- WHAT IS ASKED:
**a)** Condense the paragraph of the Verbania conference post that begins "I was last week in Verbania" into a shorter version that keeps its main facts.
**b)** In the Verbania conference post, how many students attended Riemann's course on hypergeometric functions?

- EXTRACT PROVIDED:
::::

The Verbania Conference

I was last week in Verbania, Italy, for the conference in honor of the 150th anniversary of the Riemann Hypothesis, which was also the inaugural activity of the new RISM (Riemann International School of Mathematics). It was a very pleasant occasion. Already during the Sunday afternoon presentation (open to a general audience), there was a beautiful historical lecture by R. Narasimhan, who explained in particular that “monodromy” was invented by Riemann, in a course on hypergeometric functions which barely escaped being forgotten: only three students attended it, two of whom dropped after a few lectures, and the last one publicly stated (years later) that he hadn’t understood a word of what Riemann was saying, but had stayed because his father (or maybe someone else: I have forgotten this detail) had told him that Riemann was the new man in mathematics, and that he should follow his lectures… Which he did, taking faithful notes — though he did so in a special type of shorthand which almost made them useless a few years later when time came to transcribe them.

::::

Object location annotation data:
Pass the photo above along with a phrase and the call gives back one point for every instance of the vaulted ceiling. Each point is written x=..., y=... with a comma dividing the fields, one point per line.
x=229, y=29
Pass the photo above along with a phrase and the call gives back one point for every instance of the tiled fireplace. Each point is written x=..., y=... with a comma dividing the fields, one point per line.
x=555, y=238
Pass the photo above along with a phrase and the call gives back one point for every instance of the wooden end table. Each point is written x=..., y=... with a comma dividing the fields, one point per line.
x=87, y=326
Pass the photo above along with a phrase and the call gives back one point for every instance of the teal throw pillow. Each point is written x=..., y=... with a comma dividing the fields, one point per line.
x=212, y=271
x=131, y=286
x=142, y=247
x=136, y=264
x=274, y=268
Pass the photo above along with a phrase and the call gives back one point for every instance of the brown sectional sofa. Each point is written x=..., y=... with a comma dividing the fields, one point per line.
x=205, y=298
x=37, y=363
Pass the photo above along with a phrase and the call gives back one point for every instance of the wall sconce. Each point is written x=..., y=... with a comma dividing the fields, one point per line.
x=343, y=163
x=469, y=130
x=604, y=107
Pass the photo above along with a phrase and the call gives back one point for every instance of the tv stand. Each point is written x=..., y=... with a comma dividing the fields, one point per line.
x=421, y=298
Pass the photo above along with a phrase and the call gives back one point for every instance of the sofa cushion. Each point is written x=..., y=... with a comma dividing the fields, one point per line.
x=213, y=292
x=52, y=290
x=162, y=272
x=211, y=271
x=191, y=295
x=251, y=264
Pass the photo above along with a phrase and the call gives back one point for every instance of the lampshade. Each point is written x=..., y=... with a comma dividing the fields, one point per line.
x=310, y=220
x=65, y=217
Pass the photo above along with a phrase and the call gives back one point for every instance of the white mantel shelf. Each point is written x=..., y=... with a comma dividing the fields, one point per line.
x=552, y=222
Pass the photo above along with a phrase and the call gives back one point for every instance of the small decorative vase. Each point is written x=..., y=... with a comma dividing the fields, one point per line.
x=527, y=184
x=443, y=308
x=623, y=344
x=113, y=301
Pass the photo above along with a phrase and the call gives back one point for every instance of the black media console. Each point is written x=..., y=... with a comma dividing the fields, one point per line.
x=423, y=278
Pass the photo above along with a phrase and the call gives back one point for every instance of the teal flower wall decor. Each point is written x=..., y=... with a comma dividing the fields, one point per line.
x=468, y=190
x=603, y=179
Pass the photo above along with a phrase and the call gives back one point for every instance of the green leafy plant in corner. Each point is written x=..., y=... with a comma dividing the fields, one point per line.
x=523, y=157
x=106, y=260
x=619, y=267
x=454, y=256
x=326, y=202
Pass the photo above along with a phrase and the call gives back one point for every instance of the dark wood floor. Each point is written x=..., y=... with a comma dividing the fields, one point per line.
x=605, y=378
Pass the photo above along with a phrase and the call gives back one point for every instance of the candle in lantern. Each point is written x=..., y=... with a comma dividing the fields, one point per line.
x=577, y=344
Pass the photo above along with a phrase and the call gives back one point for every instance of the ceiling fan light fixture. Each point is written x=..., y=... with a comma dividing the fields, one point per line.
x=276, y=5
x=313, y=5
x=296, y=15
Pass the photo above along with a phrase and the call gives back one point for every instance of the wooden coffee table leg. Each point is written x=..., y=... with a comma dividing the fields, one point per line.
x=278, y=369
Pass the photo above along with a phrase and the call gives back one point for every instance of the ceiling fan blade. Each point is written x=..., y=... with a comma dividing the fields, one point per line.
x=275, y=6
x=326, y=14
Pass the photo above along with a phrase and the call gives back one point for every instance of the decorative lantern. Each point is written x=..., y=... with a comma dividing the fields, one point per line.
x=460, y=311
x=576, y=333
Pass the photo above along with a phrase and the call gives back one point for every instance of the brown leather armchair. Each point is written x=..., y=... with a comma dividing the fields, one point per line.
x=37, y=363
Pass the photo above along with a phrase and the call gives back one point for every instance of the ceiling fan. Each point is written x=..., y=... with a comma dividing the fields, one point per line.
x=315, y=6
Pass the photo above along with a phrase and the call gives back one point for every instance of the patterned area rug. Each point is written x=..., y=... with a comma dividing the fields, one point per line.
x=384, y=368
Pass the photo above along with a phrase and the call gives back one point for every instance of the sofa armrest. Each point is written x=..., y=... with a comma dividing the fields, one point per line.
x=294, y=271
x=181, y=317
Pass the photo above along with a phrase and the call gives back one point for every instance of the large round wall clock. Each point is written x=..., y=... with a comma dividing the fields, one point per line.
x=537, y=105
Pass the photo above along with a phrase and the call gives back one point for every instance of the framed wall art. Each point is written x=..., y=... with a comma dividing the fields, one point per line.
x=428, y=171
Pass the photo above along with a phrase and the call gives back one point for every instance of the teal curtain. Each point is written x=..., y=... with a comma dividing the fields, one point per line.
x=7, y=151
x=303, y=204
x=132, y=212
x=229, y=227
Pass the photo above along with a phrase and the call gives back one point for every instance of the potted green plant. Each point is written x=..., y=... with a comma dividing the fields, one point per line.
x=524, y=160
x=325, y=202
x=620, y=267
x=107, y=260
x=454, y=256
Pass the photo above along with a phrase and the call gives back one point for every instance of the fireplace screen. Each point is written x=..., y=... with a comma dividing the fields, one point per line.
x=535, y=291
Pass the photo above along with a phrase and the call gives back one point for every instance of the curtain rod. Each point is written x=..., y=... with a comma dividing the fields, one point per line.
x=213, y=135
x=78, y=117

::::

- ANSWERS BELOW:
**a)** Last week the author attended a conference in Verbania, Italy, marking the 150th anniversary of the Riemann Hypothesis. It was also the first activity of the new Riemann International School of Mathematics (RISM). At the Sunday afternoon presentation, which was open to the public, R. Narasimhan gave a historical lecture. It explained that Riemann invented "monodromy" in a course on hypergeometric functions that was nearly forgotten. Only three students attended, and two dropped out after a few lectures. The last one later admitted he understood nothing but stayed because he had been told Riemann was the new man in mathematics. He took faithful notes, but they were in a special shorthand that almost made them useless when they had to be transcribed years later.

**b)** Three students attended it.